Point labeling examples
• • • • • • •
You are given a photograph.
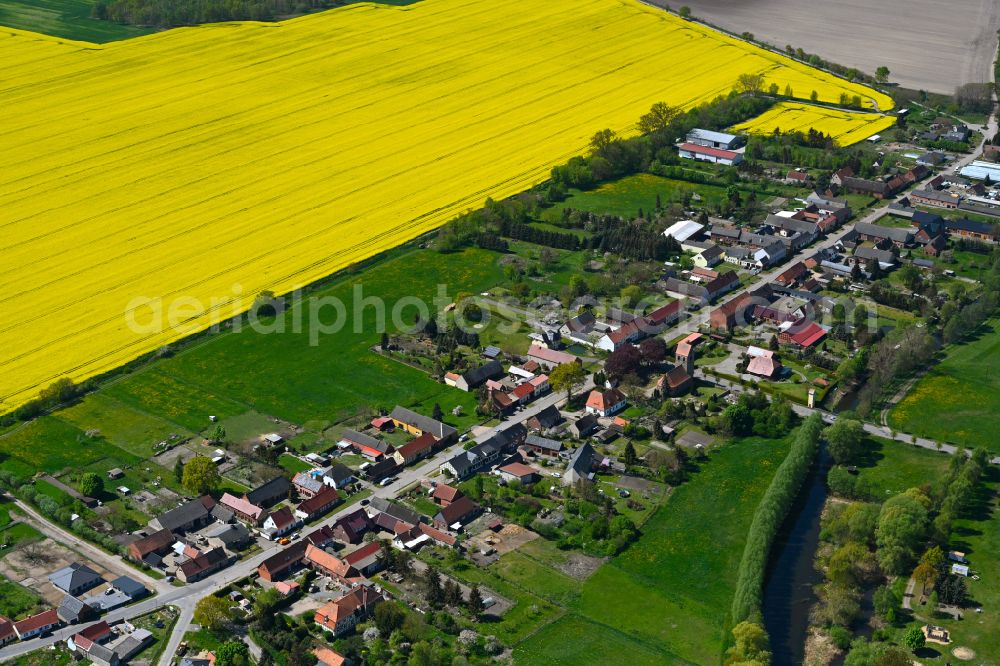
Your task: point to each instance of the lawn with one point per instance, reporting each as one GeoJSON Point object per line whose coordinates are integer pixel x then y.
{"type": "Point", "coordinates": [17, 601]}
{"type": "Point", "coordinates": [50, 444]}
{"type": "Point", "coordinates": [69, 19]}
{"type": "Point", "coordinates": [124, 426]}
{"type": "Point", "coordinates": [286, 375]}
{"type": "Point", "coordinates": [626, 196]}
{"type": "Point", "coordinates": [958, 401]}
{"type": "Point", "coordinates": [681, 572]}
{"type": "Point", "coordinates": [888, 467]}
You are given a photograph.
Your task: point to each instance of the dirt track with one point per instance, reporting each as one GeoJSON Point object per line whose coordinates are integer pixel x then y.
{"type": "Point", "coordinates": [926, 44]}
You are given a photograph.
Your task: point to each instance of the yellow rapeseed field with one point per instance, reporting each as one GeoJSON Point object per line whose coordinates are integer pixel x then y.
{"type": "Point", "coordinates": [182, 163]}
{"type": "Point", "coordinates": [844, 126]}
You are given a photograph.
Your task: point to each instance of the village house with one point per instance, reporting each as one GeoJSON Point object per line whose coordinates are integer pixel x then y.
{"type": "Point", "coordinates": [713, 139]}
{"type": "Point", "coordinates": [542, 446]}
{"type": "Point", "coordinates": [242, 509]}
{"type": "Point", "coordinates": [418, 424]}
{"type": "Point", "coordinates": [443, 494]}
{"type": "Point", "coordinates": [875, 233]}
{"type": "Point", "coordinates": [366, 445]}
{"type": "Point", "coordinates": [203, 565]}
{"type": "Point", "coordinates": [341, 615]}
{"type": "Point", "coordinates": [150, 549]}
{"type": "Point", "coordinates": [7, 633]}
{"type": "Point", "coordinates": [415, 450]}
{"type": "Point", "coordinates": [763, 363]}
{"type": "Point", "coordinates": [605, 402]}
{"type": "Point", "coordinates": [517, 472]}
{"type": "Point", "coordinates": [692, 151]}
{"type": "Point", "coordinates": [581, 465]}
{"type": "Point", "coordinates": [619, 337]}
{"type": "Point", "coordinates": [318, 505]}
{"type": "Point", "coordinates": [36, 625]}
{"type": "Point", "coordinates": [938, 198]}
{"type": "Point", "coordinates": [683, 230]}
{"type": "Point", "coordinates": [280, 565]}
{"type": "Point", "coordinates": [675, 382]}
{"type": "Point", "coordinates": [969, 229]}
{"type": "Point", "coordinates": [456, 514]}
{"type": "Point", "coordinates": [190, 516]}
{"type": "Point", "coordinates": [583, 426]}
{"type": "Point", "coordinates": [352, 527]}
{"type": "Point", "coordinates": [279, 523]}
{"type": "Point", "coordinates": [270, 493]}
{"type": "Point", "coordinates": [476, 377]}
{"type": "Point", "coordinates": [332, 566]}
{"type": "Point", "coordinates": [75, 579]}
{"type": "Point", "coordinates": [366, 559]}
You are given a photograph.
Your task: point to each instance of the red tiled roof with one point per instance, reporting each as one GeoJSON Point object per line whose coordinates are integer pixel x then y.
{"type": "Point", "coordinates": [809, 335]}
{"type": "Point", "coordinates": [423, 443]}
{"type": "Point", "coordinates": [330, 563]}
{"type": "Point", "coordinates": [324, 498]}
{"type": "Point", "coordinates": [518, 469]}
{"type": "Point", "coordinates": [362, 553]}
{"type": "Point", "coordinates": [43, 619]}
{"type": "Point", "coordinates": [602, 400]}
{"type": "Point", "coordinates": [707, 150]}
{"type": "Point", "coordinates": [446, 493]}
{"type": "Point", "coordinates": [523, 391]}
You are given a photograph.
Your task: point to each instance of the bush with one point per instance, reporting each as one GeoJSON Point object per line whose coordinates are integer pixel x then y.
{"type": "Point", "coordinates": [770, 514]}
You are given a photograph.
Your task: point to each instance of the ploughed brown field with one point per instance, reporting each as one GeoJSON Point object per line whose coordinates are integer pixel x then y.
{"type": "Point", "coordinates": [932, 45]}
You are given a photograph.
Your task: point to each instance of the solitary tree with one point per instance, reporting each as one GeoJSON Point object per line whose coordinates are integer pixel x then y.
• • • • • • •
All the lines above are to be given again exactly as they read, with the pictures removed.

You are given a photograph.
Your task: point to each instance of the lawn with one point per instance, reporting each as one GeoJSON Point object per line whose coordinates are integer pixel x then y.
{"type": "Point", "coordinates": [17, 601]}
{"type": "Point", "coordinates": [50, 444]}
{"type": "Point", "coordinates": [69, 19]}
{"type": "Point", "coordinates": [124, 426]}
{"type": "Point", "coordinates": [286, 375]}
{"type": "Point", "coordinates": [626, 196]}
{"type": "Point", "coordinates": [958, 401]}
{"type": "Point", "coordinates": [681, 572]}
{"type": "Point", "coordinates": [888, 467]}
You are given a photograph.
Your task: point to each instance of the dirt track with one point per instance, reporting each as one GeoJSON Point object per line whose coordinates are integer pixel x then y.
{"type": "Point", "coordinates": [926, 44]}
You are given a photograph.
Your task: point to each instance of the yellow rapeseed field with one point per instance, reporting each as one GeoJSON Point object per line whose coordinates are integer pixel x then y.
{"type": "Point", "coordinates": [182, 163]}
{"type": "Point", "coordinates": [844, 126]}
You are given a photograph.
Your task: point to each instance of the village house with one point per instance, reporting each as one GeoJSON Point object per line whose coordinates are integer pixel x then y.
{"type": "Point", "coordinates": [713, 139]}
{"type": "Point", "coordinates": [542, 446]}
{"type": "Point", "coordinates": [242, 509]}
{"type": "Point", "coordinates": [418, 424]}
{"type": "Point", "coordinates": [443, 494]}
{"type": "Point", "coordinates": [875, 233]}
{"type": "Point", "coordinates": [366, 445]}
{"type": "Point", "coordinates": [203, 565]}
{"type": "Point", "coordinates": [341, 615]}
{"type": "Point", "coordinates": [150, 549]}
{"type": "Point", "coordinates": [7, 633]}
{"type": "Point", "coordinates": [415, 450]}
{"type": "Point", "coordinates": [763, 363]}
{"type": "Point", "coordinates": [605, 402]}
{"type": "Point", "coordinates": [517, 472]}
{"type": "Point", "coordinates": [692, 151]}
{"type": "Point", "coordinates": [581, 465]}
{"type": "Point", "coordinates": [619, 337]}
{"type": "Point", "coordinates": [318, 505]}
{"type": "Point", "coordinates": [36, 625]}
{"type": "Point", "coordinates": [938, 198]}
{"type": "Point", "coordinates": [683, 230]}
{"type": "Point", "coordinates": [280, 565]}
{"type": "Point", "coordinates": [675, 382]}
{"type": "Point", "coordinates": [969, 229]}
{"type": "Point", "coordinates": [456, 514]}
{"type": "Point", "coordinates": [190, 516]}
{"type": "Point", "coordinates": [583, 426]}
{"type": "Point", "coordinates": [352, 527]}
{"type": "Point", "coordinates": [279, 523]}
{"type": "Point", "coordinates": [270, 493]}
{"type": "Point", "coordinates": [476, 377]}
{"type": "Point", "coordinates": [332, 566]}
{"type": "Point", "coordinates": [75, 579]}
{"type": "Point", "coordinates": [366, 559]}
You are given a photograph.
Your task: point to each instance of the red tiled roof with one point per instance, reporting each as one GeoJSON Point object per line whose coordinates are integer pixel x then y.
{"type": "Point", "coordinates": [809, 335]}
{"type": "Point", "coordinates": [423, 443]}
{"type": "Point", "coordinates": [330, 563]}
{"type": "Point", "coordinates": [324, 498]}
{"type": "Point", "coordinates": [518, 469]}
{"type": "Point", "coordinates": [362, 553]}
{"type": "Point", "coordinates": [43, 619]}
{"type": "Point", "coordinates": [602, 400]}
{"type": "Point", "coordinates": [707, 150]}
{"type": "Point", "coordinates": [446, 493]}
{"type": "Point", "coordinates": [523, 391]}
You are given a photograph.
Your task: point to each instance of the bush with one point per instance, reporting each as one GeoJSON Point object per line whose coordinates are integer pixel x then y.
{"type": "Point", "coordinates": [770, 514]}
You are given a photograph.
Your task: point to each instance of the ploughed brown field with one point per instance, reporting each as one GeoJSON Point object per line whose coordinates are integer pixel x then y.
{"type": "Point", "coordinates": [932, 45]}
You are given a photograph.
Your task: point to each instance of the solitary tree with one point per instance, reporting each as one GeoJSON Point object per line whose coordinates are integer pixel x then y.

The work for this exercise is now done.